- Instruction A -
Gather every line of the records that contains the string "light" and copy each one. Case counts.

===== Selected extract =====

2. Please send the payment of the Camp fees within fourteen (14) days of the dispatch of the Acceptance Email. Your place at the Camp will be held for this period. If this proves difficult, please contact Ms Alice Hudson to discuss available options ([email protected] or (02) 6776 5800). Payment options include sending payment by cheque or paying by credit card.

3. An information package is sent to all successful applicants closer to the camp. As the camp requires a minimum number of attendees to run, we recommend that all campers hold off booking any travel arrangements until we notify all successful campers that we have sufficient numbers for the camp to proceed.

 

Information for students

It was a quiet midweek morning at the Westpac Bank Armidale, when two males wearing balaclavas and brandishing pistols, thrust a note at the teller demanding cash. The terrified Julie Macdonald emptied her cash tray into a bag and handed it over. One of the thieves stepped back onto a chocolate ice cream dropped by the child of a customer, swore in a Scottish accent and retreated through the doorway. As he sprinted around the corner to the get-away car, the tall, freckled-faced thief collided with a shopper and in his haste didn’t realise that he had dropped his gun and balaclava. A stray German shepherd dog was killed instantly by the speeding get away car. Plastic fragments from the shattered headlight protector were later collected from the road by Scene of Crime Officers.

An event like this could be the starting point for you and three other able students at the Talented Students’ Forensic Science Camp. You and your three colleagues will be cast in the role of detectives. The four of you together make up a Crime Task Force which has been formed for the purpose of solving this crime. You will have no direct access to the scene of the crime or to witnesses, but by using an email link to the Crime Operations Centre you will have access to all of the resources of the national police forces.

You will be able to:
• direct Scene of Crime Officers (SOCOs) to examine the crime scene
• ask detectives or uniformed police to search premises
• ask detectives or uniformed police to interview witnesses or suspects •view Autopsy Reports from the Office of the Coroner
• apply to a magistrate for warrants to search premises or to arrest a suspect

You will have direct access to the Criminal Database and you will have free use of the Forensic Laboratories where you can carry out tests on items of physical evidence (fingerprints, blood, weapons, bullets, tool marks, documents etc) that may emerge from the searches that you requested.

An essential aspect of the Camp is that at no time will you be given or receive formal instruction. Everything you need to know about cryptology, blood typing, chromatography, soil analyses, fibre analysis, ultra-violet analysis of inks and soil, ballistics, computer operation or finger print analysis is set out in a book, the Forensic Manual, that was written specifically for the Camp. The Manual will also explain aspects of Law that pertain to the rights of Police, witnesses and suspects and you will be obliged to abide by the Law throughout your investigation. Evidence gained unlawfully is not admissible in court. The work involved in setting up the camp is prodigious.

===== Record set =====

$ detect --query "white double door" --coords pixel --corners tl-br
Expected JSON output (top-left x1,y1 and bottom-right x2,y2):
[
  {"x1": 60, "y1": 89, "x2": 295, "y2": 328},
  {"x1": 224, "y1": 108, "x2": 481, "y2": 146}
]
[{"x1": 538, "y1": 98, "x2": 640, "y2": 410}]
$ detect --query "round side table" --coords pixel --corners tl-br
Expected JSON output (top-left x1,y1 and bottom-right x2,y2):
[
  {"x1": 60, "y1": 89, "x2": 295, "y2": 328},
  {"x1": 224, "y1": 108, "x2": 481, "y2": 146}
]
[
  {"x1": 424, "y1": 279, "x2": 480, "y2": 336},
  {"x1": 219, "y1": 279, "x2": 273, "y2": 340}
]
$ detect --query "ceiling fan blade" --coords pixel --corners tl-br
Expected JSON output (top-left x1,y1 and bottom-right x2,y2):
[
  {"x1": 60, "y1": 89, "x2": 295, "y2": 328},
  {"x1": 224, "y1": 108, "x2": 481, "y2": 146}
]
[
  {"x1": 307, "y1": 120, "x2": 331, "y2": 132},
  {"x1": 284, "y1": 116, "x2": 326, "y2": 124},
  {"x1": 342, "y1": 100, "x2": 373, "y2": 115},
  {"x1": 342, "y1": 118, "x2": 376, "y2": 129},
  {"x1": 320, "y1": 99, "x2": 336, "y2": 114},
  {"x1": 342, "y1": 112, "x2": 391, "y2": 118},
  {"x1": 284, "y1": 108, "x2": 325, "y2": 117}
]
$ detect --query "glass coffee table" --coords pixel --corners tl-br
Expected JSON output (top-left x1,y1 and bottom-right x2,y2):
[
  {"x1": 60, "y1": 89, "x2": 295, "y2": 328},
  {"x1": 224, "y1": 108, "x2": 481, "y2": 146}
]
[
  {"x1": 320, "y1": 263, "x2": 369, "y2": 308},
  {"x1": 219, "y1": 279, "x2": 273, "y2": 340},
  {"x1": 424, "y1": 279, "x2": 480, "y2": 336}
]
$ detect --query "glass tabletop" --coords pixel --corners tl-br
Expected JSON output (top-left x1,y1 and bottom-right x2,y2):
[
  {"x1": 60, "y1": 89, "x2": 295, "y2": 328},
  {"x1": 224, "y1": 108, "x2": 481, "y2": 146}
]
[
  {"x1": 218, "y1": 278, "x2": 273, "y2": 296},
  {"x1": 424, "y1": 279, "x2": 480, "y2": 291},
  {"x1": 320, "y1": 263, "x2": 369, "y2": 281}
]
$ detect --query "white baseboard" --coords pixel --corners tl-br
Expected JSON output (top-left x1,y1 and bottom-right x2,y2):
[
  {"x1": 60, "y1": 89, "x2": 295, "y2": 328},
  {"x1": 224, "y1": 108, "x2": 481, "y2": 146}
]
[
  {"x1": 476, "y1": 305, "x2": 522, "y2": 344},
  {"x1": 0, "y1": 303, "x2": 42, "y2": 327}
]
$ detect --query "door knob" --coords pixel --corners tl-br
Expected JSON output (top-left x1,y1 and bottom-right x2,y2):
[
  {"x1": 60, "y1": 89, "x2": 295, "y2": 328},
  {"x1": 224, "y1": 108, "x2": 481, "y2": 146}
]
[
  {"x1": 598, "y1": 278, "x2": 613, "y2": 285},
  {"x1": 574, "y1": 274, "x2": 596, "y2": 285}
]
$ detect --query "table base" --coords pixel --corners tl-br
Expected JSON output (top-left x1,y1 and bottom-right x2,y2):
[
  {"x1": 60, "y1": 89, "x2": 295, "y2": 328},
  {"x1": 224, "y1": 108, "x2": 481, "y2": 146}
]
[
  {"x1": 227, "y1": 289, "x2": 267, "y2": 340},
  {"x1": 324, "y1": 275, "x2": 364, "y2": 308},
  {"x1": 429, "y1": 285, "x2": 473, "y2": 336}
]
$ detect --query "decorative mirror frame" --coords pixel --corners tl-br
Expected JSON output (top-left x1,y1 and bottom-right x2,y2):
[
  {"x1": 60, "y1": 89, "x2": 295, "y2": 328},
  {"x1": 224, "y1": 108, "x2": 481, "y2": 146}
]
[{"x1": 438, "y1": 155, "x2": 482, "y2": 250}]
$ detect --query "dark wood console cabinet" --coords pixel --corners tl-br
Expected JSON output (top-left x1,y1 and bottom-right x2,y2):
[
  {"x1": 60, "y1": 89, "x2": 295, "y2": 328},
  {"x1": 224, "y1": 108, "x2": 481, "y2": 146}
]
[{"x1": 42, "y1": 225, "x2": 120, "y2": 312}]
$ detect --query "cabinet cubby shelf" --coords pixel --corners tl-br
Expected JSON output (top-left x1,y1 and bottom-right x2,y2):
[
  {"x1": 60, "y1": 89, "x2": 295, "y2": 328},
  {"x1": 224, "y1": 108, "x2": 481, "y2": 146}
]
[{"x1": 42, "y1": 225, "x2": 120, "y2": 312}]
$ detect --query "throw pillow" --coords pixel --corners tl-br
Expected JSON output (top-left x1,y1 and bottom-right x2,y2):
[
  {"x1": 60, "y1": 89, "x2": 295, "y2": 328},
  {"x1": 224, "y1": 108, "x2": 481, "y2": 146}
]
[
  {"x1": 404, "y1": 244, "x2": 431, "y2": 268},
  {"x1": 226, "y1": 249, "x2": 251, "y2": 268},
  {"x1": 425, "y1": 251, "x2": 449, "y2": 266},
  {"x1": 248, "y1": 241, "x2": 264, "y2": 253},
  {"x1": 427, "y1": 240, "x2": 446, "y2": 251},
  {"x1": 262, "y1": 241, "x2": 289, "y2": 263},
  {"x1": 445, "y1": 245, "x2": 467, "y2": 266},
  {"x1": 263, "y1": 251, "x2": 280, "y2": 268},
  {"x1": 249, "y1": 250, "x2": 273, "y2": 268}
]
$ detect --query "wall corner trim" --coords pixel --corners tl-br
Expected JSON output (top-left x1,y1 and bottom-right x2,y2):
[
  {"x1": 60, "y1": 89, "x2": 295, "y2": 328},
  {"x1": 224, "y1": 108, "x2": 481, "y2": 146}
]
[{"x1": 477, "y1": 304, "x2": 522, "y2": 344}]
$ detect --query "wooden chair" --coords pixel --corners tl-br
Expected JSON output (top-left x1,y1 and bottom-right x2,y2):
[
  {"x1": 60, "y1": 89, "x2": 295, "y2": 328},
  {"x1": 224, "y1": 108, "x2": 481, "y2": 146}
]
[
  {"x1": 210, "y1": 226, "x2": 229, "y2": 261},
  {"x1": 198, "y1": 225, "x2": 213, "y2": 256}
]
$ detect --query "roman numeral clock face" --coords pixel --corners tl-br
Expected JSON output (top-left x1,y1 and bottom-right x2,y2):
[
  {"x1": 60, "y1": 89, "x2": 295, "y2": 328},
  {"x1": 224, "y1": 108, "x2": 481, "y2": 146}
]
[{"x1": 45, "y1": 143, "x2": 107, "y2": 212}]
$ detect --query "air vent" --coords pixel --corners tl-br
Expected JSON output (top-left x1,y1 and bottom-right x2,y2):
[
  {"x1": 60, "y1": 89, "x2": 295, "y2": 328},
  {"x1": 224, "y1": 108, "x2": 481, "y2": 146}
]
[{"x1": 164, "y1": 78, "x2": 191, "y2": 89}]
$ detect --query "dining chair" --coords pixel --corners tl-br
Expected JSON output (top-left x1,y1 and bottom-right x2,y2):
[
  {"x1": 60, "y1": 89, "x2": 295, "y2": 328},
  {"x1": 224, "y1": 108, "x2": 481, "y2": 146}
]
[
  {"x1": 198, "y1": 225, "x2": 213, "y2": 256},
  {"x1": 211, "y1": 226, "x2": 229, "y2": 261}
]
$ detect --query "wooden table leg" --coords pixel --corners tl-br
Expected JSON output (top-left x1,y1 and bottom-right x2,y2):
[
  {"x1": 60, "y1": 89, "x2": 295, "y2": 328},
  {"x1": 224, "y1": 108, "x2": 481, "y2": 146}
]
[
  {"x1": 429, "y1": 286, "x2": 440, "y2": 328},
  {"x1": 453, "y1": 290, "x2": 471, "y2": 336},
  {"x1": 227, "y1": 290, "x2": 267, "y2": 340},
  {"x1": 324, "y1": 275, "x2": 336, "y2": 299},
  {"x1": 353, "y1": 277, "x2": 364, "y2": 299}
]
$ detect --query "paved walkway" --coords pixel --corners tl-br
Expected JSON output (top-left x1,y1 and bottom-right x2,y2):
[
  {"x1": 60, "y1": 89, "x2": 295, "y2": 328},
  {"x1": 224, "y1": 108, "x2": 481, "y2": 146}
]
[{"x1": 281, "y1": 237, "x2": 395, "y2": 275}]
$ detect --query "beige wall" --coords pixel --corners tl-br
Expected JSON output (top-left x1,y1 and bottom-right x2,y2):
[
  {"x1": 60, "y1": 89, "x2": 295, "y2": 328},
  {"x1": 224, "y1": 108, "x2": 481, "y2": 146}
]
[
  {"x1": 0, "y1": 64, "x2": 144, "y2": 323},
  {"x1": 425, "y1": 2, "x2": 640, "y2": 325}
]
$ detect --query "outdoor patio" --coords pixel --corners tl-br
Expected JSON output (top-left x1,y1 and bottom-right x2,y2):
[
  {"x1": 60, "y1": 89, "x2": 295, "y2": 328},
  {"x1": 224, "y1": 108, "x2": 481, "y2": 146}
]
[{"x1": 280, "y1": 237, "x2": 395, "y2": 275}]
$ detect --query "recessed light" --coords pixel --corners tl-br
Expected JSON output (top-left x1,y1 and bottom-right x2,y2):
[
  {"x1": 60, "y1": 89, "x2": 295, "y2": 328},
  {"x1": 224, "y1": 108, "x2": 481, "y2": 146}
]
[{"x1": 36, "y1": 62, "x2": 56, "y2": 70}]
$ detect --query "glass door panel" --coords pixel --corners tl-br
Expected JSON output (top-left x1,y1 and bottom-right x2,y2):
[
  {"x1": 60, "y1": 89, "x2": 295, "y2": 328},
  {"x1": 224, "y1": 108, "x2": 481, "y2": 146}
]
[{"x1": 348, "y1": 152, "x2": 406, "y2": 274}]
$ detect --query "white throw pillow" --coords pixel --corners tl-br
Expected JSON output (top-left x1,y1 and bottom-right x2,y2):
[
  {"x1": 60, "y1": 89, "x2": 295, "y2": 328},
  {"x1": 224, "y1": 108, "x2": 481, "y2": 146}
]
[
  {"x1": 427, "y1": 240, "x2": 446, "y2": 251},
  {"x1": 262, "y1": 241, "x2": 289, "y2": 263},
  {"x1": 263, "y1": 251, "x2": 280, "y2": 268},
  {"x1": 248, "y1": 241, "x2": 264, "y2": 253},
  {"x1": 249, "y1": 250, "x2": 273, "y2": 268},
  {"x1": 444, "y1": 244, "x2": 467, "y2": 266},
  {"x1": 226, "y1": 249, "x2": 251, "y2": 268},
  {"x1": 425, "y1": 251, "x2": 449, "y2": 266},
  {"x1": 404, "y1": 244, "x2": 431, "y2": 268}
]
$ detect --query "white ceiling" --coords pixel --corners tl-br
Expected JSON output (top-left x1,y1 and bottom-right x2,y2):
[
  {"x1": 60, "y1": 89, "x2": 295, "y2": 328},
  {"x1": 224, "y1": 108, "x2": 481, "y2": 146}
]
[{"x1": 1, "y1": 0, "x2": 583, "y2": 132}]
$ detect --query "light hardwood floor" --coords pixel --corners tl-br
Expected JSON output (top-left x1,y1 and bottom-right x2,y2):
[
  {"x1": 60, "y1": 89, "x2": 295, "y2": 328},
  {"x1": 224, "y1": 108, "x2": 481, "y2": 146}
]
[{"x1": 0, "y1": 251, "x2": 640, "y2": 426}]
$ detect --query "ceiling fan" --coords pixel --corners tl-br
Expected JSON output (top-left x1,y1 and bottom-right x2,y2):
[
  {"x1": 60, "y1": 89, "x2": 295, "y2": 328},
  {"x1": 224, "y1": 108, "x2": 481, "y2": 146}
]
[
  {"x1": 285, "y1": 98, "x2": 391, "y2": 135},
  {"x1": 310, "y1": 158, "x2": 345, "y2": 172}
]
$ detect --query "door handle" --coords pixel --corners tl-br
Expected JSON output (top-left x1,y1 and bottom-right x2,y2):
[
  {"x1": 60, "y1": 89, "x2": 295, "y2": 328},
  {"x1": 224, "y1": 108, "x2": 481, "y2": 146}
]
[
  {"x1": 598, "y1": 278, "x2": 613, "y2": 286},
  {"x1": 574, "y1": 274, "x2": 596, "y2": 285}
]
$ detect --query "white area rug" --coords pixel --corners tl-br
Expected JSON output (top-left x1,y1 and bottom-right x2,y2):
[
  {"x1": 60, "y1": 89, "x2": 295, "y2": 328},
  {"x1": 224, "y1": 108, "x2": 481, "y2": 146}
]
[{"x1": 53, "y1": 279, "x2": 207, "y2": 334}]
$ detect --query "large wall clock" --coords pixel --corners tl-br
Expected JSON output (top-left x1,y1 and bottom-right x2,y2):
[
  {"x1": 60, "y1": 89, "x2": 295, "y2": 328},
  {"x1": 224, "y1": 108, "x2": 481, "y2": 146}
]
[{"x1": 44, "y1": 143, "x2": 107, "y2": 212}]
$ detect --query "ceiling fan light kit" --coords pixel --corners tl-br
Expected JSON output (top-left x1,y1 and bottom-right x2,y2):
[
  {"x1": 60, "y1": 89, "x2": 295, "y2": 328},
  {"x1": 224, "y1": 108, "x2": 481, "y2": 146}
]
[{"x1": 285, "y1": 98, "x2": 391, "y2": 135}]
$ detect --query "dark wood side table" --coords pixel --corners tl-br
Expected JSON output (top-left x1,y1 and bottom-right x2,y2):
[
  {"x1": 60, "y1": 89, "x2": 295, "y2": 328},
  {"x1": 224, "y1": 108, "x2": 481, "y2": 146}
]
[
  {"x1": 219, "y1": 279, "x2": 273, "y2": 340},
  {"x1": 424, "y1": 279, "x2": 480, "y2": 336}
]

=====

- Instruction B -
According to the forensic science camp extract above, within how many days of the Acceptance Email being sent should the Camp fees be paid?

- Result A -
$ detect --query "recessed light" --coords pixel --corners tl-br
$ detect --query "light hardwood floor" --coords pixel --corners tl-br
$ detect --query "ceiling fan light kit" --coords pixel --corners tl-br

- Result B -
Within fourteen (14) days.